• _Page_:

I have also read in other books that Hoover was ignorant about the existence of the Mafia at all, and declared publicly there was no such organization. So we have to decide whether Roemer is telling the truth that Hoover didn't make public, or that he (Roemer) was wrong about Hoover's lack of involvement. Strike one.
However, the history of early 1900's Chicago and its rebirth after the fire of 1871 is probably quite accurate and interesting, despite Roemer's dry unimaginative writing style. Were it not for the colorful characters in mob history, like the crooked councilmen Bathouse John and Hinky Dink, as they were known, or Johnny Torrio, who came to Chicago to escape the heat of New York police after him for the suspected murders of two men, this book would be only slightly more exciting than reading the latest tax code.
Plus, Roemer, while he may have been a fine agent and a good guy, blah blah blah, comes across as very self congratulatory and outright vain when detailing his own exploits. That attitude clouds his judgment and probably results in some factual inaccuracies.

• _Task instructions_:
1. Answer these questions from the review.
(a) According to other books the reviewer has read, what did Hoover declare publicly?
(b) What fire does the review mention, and in what year did it happen?
(c) How does Roemer come across when detailing his own exploits?
2. Reproduce the review word for word from "I have also" up to and including "latest tax code.".

• _Extracted material_:
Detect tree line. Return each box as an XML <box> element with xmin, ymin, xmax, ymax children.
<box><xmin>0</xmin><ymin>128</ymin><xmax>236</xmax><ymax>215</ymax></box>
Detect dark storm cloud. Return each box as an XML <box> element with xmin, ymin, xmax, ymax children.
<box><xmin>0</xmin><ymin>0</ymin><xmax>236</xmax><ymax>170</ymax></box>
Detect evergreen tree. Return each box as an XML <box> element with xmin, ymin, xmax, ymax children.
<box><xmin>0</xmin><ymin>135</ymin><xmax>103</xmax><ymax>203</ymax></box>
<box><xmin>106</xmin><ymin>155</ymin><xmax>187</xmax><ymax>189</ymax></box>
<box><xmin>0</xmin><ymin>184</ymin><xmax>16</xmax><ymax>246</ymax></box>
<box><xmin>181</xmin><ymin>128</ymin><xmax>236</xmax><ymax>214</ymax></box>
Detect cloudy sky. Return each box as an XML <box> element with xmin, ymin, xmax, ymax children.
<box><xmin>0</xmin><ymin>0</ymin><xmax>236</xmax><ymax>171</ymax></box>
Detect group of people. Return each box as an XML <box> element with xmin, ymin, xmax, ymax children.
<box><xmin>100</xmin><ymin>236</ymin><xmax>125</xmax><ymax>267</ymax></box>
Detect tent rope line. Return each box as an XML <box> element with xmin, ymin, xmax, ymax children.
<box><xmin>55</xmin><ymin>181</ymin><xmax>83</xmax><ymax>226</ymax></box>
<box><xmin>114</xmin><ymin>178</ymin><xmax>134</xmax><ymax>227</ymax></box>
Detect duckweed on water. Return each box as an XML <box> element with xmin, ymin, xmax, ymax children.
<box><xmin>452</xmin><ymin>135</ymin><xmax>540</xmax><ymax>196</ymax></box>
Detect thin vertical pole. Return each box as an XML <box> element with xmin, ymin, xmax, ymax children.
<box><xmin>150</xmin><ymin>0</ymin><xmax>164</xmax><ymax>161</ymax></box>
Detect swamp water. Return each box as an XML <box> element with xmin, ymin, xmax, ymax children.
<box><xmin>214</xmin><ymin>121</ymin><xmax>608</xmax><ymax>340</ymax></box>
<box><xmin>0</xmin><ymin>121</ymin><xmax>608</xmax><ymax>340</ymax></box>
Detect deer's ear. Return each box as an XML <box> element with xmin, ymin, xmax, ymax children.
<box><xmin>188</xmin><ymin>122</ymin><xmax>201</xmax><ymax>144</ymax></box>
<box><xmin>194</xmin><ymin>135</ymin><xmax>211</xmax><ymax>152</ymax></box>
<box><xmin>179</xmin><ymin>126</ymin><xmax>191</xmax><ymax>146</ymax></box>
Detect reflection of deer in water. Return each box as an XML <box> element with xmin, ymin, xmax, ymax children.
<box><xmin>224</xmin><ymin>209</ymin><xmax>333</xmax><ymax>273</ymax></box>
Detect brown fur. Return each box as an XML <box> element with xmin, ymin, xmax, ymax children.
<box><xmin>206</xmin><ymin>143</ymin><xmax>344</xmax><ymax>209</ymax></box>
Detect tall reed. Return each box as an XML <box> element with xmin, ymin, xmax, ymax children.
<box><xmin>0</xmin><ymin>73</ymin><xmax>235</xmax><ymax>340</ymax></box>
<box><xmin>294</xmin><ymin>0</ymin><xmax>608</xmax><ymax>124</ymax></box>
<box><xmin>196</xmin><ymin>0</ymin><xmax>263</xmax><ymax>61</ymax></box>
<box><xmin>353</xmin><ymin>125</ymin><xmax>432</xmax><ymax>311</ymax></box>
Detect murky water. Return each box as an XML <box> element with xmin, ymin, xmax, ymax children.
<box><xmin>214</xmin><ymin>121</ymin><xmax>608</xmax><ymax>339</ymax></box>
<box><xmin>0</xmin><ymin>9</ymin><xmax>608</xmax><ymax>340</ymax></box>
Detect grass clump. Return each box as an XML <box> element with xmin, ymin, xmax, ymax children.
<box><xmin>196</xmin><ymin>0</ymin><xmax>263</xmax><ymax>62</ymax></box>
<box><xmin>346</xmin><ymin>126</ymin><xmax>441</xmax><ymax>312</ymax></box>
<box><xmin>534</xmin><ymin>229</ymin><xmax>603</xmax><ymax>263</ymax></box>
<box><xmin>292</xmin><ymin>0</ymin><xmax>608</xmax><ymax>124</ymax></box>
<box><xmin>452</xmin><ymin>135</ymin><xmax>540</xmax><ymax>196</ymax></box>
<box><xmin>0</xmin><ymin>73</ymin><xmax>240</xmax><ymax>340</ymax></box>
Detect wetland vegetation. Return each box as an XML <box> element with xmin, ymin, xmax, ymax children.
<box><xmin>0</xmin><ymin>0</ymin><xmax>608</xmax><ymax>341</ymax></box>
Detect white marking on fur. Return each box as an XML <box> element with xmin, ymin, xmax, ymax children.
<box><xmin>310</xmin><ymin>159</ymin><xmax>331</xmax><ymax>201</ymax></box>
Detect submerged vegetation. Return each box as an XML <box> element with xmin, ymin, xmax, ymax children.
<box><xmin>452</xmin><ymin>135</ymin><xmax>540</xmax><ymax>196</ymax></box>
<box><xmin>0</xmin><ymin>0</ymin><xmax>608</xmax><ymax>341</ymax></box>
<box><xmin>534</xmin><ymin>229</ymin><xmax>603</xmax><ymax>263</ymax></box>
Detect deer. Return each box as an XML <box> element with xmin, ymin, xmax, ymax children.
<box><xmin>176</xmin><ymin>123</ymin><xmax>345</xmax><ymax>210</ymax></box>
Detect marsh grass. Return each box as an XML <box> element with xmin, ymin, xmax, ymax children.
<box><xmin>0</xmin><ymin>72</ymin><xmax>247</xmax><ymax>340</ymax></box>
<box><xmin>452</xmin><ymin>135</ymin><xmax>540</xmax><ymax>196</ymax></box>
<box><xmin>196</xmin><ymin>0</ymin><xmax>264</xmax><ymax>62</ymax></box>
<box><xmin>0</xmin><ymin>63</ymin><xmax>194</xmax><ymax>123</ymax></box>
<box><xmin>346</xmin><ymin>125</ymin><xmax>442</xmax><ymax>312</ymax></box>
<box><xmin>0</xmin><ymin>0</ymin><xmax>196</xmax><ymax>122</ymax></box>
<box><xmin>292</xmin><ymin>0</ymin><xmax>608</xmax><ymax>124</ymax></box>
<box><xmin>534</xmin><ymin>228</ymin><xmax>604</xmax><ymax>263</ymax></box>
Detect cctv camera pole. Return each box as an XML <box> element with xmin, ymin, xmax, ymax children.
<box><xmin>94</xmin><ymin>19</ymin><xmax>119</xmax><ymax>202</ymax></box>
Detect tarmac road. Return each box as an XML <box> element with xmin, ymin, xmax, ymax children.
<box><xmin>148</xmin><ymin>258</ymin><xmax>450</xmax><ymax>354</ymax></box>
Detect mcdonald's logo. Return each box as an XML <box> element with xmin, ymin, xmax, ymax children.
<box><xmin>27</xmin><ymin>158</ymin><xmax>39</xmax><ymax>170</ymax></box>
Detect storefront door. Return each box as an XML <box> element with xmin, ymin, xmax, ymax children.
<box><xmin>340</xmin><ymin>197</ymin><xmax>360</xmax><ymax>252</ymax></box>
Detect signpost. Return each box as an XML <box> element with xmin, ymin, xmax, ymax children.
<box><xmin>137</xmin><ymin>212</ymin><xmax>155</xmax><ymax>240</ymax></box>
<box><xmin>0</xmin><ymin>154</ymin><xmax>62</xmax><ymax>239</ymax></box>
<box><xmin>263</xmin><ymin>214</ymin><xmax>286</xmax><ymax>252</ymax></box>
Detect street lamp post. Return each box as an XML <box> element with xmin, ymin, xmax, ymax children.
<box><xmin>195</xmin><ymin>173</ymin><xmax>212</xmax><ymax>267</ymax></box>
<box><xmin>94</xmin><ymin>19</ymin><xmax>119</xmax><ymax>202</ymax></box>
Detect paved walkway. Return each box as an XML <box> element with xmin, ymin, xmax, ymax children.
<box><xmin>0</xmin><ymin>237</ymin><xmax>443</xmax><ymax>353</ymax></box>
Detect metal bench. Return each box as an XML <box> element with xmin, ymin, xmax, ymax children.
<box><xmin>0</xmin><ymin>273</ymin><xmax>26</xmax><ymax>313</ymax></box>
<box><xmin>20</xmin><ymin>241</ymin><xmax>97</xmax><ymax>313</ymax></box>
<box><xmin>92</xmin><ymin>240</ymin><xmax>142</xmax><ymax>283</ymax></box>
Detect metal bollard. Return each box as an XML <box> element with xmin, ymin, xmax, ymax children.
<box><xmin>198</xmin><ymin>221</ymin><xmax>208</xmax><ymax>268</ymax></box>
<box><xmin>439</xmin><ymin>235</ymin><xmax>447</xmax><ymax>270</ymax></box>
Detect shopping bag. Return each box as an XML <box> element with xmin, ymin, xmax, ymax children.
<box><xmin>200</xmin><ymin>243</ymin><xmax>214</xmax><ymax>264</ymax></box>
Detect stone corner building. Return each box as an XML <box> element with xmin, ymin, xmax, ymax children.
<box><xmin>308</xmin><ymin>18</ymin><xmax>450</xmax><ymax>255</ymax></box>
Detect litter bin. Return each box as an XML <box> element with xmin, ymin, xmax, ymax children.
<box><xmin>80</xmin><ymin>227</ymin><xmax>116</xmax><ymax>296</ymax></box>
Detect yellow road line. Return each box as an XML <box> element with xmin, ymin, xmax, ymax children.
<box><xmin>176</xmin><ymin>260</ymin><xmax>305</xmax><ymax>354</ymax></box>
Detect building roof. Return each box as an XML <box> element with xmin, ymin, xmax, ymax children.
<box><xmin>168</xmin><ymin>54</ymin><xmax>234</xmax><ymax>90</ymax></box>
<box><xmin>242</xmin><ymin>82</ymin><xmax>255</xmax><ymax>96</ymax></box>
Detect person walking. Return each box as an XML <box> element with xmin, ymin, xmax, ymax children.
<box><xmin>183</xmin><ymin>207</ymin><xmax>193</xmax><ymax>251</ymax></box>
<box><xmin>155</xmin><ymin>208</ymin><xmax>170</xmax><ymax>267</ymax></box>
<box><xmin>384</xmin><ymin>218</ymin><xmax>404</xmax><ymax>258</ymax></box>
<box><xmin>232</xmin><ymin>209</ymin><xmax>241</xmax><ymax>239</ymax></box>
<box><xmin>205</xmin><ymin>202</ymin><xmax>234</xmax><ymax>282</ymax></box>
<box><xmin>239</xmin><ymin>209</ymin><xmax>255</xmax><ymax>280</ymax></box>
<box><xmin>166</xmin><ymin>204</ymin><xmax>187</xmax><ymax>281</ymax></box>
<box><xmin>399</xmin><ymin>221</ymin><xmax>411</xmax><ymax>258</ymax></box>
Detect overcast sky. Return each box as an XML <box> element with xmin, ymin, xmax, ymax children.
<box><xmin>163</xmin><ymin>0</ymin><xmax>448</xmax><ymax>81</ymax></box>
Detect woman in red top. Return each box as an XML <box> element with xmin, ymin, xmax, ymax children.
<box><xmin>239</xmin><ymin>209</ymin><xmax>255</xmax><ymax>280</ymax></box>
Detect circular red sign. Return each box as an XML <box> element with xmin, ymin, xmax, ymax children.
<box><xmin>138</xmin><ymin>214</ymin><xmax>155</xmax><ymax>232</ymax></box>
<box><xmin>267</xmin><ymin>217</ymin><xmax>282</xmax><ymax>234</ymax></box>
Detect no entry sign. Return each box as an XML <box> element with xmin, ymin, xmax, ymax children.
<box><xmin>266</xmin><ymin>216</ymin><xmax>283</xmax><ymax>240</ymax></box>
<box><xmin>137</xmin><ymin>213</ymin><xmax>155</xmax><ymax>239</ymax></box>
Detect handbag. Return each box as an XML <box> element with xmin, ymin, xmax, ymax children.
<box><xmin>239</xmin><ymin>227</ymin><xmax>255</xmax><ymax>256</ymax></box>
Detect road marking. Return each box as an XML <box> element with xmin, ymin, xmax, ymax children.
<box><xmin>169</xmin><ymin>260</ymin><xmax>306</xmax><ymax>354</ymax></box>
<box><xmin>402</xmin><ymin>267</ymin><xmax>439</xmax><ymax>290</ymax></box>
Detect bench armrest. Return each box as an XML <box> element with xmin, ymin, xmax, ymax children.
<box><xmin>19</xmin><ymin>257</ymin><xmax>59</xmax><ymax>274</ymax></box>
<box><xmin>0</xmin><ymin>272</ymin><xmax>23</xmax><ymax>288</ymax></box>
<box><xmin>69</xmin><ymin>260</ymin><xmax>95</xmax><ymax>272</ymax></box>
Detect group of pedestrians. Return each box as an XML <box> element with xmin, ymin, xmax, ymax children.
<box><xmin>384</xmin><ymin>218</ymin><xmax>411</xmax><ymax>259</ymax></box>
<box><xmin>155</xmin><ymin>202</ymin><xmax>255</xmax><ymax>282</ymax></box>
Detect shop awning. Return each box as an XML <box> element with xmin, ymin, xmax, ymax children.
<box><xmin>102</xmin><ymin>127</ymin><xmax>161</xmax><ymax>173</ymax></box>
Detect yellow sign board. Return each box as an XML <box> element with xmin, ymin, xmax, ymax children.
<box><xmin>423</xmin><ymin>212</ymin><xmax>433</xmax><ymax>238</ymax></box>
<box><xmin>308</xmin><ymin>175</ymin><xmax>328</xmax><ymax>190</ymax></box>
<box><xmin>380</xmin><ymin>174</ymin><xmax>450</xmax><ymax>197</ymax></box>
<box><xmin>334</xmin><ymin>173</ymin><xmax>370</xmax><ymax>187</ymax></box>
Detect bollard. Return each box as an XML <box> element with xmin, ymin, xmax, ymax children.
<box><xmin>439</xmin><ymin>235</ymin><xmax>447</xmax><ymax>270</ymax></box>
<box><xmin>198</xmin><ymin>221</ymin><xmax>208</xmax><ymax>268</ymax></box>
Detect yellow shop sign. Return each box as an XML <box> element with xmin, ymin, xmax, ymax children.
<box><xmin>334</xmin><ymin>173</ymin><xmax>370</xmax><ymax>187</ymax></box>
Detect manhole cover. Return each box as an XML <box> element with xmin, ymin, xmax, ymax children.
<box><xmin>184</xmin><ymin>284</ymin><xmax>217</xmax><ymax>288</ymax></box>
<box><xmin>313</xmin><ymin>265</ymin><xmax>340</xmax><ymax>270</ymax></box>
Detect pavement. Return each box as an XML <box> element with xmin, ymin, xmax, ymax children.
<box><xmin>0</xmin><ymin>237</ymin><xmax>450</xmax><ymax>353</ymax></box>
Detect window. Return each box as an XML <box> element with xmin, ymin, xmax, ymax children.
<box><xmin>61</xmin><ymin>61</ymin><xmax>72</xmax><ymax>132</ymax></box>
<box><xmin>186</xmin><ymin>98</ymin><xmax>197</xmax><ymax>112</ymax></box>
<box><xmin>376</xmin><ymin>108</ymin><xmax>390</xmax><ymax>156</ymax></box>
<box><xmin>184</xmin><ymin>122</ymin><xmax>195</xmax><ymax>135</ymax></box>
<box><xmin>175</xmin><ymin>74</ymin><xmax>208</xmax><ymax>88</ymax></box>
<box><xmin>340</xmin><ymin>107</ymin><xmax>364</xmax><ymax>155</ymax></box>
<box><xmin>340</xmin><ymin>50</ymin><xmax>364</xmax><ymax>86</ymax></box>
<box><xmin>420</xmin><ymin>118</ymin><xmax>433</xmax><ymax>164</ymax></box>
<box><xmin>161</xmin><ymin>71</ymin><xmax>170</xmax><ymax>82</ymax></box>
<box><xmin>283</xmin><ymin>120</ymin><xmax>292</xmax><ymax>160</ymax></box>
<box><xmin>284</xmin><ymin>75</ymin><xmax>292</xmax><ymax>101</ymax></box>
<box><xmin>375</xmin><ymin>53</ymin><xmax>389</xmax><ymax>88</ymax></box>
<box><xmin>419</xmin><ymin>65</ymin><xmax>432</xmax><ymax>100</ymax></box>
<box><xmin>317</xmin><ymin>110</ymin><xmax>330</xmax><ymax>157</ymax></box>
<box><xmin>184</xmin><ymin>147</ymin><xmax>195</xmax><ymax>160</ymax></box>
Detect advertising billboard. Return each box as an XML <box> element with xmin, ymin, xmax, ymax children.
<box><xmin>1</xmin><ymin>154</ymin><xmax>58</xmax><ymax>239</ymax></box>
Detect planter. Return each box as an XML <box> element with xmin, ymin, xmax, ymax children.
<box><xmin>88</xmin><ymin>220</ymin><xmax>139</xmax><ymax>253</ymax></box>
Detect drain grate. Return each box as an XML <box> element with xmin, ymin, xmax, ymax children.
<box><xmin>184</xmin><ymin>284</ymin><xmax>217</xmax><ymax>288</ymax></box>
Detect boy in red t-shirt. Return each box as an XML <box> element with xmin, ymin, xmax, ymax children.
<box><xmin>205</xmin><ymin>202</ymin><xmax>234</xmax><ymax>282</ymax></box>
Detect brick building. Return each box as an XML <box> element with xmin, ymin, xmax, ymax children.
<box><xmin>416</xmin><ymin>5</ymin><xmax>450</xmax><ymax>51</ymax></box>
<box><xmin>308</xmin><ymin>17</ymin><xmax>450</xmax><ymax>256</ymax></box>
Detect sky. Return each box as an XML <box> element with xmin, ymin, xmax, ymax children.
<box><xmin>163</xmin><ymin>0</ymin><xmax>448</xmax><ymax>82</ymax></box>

• _Responses to the exercise_:
1.
(a) He declared publicly that there was no such organization as the Mafia.
(b) The fire of 1871, after which Chicago was reborn.
(c) He comes across as very self congratulatory and outright vain.

2.
I have also read in other books that Hoover was ignorant about the existence of the Mafia at all, and declared publicly there was no such organization. So we have to decide whether Roemer is telling the truth that Hoover didn't make public, or that he (Roemer) was wrong about Hoover's lack of involvement. Strike one.
However, the history of early 1900's Chicago and its rebirth after the fire of 1871 is probably quite accurate and interesting, despite Roemer's dry unimaginative writing style. Were it not for the colorful characters in mob history, like the crooked councilmen Bathouse John and Hinky Dink, as they were known, or Johnny Torrio, who came to Chicago to escape the heat of New York police after him for the suspected murders of two men, this book would be only slightly more exciting than reading the latest tax code.